_あなたの課題_
狭心症・心筋梗塞についての文章を、最後の文の後から書き継ぐこと。

_ページ抜粋_
瀬田駅前にある心臓病・生活習慣病のクリニック

循環器内科

狭心症・心筋梗塞

「狭心症」「心筋梗塞」とは?

心臓に酸素と栄養を送っている冠動脈という血管があります(図1)。
この冠動脈が動脈硬化(アテローム硬化)で狭くなったり、けいれん(スパズム)を起こすことで血液の流れが悪くなるのが狭心症です。

狭心症

図1(これは私の心臓CTの写真です。)

放置して血管が詰まってしまうと心筋梗塞になります(図2)。

狭心症

図2 インフォームドコンセントのための心臓・血管病アトラス

症状

狭心症は胸が締め付けられる痛み、圧迫感、動悸、息切れが特徴です。左の奥歯が痛くなったり、左腕がだるくなる方もいます。労作時、食事の後、朝起きたときに発作が起きやすく、痛みは5−20分程度続くことが多いです。
一方、心筋梗塞では焼きごてをあてられたような激しい胸の痛みが長時間続きます。冷や汗や動悸、息切れ、失神することもあります。

検査・治療

心電図、レントゲン、心エコーなどで心臓の状態を調べます。また、夜間と早朝に発作を起こしていることもあり、ホルター心電図(24時間記録できる携帯型の心電図)で調べることもあります。動脈硬化の原因となる糖尿病、脂質異常症がないか血液検査で調べます。

_生データ_
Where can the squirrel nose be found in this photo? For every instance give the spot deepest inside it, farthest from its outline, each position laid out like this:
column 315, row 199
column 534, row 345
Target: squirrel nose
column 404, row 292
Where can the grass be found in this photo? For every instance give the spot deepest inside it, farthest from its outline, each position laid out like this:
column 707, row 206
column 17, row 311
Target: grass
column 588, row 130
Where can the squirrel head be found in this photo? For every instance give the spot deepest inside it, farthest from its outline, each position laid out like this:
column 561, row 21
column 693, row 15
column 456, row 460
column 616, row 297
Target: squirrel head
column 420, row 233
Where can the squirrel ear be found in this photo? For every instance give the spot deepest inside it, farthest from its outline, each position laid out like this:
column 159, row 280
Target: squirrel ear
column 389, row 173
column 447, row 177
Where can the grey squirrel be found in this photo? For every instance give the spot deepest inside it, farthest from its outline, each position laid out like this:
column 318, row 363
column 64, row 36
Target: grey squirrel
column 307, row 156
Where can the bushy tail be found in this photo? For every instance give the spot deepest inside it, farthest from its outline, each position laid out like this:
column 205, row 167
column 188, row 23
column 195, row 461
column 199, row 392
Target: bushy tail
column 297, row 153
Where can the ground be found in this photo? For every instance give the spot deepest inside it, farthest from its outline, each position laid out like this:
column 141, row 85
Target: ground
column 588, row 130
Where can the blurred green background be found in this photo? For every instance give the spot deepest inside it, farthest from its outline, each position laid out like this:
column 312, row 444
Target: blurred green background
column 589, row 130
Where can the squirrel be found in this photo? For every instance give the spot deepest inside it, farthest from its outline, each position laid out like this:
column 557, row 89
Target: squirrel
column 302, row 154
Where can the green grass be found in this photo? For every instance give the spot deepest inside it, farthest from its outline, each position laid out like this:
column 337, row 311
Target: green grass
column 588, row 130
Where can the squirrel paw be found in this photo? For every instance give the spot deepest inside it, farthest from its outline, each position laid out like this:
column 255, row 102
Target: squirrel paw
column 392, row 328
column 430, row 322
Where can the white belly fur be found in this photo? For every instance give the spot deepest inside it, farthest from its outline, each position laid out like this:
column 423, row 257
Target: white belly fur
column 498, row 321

_課題の結果_
軽症であれば、禁煙やダイエットを含む生活習慣の改善を行い、冠動脈の動脈硬化を予防します。動脈硬化を予防する降圧薬、抗コレステロール薬や糖尿病の治療薬、血液をさらさらにする抗血小板薬、冠動脈を広げる薬、心臓の負担を軽減する薬をなど使います。重症の場合には連携病院に紹介し、心臓カテーテル治療や心臓バイパス手術を行います。
心筋梗塞は心電図で特徴的な形(ST上昇)になります。トロポニンというたんぱく質が上昇し、採血にて10分程度でわかります。
心臓の細胞は壊死するとほぼ再生しないため、治療は1分1秒を争います。心筋梗塞が疑われる場合はすぐに提携病院へ紹介します。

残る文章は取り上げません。